DOCUMENT EXTRACT ::
American baseball player (born 1987)

David Fletcher Cooper (born February 12, 1987) is an American former professional baseball first baseman. He previously played in Major League Baseball (MLB) for the Toronto Blue Jays in 2011 and 2012. He is 6 feet tall and weighs 200 pounds.

==Amateur career==
A native of Stockton, California, Cooper is a graduate of Tokay High School in Lodi, California. He played college baseball for the Cal State Fullerton Titans baseball team before finishing his college career with the California Golden Bears baseball team. In 2006 and 2007, he played collegiate summer baseball with the Brewster Whitecaps of the Cape Cod Baseball League.

In his junior season he hit .359/.449/.682 with 19 home runs and 55 RBIs, attracting the attention of professional scouts. He was drafted with the 17th overall pick of the 2008 Major League Baseball draft by the Toronto Blue Jays. Cooper was one of many first base prospects taken in the first round of the draft after other highly regarded college hitters such as Yonder Alonso, Brett Wallace, and Justin Smoak. In scouting reports prior to the draft, Cooper was regarded as a highly polished college bat who can hit for both average and plus home run power in the majors, but was seen as defensively limited and projected to play at 1B or DH at the major league level.

Referring expression data based on photos ::
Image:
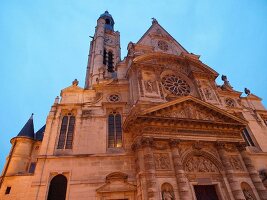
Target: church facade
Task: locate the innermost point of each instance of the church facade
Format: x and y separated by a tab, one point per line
152	126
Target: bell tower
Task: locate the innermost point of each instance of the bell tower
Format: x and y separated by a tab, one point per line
104	52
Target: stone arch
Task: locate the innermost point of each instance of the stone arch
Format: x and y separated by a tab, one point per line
58	188
205	161
167	192
247	191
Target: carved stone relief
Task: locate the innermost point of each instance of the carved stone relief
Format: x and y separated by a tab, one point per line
192	112
167	192
236	163
199	164
151	86
209	94
162	161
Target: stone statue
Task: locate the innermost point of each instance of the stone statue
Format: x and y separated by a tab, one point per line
247	91
75	82
167	196
226	83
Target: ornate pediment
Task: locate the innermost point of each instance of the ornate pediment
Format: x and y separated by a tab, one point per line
192	109
116	182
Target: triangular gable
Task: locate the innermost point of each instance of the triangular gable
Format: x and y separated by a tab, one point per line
72	88
191	108
158	32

EXERCISE REQUIREMENTS ::
• 1. Could you echo the part of the baseball player biography starting at "American baseball player" and ending at "weighs 200 pounds.", word for word?
• 2. Can you condense the paragraph of the baseball player biography that begins "In his junior season he hit" into a short list that keeps its main facts?

SOLUTIONS BY TASK ::
• 1.
American baseball player (born 1987)

David Fletcher Cooper (born February 12, 1987) is an American former professional baseball first baseman. He previously played in Major League Baseball (MLB) for the Toronto Blue Jays in 2011 and 2012. He is 6 feet tall and weighs 200 pounds.

• 2.
- Junior season: hit .359/.449/.682 with 19 home runs and 55 RBIs, drawing professional scouts' attention.
- Drafted 17th overall by the Toronto Blue Jays in the 2008 MLB draft.
- One of many first base prospects taken in the first round, after college hitters such as Yonder Alonso, Brett Wallace, and Justin Smoak.
- Pre-draft scouting: seen as a polished college bat able to hit for average and plus home run power, but defensively limited and projected as a major league 1B or DH.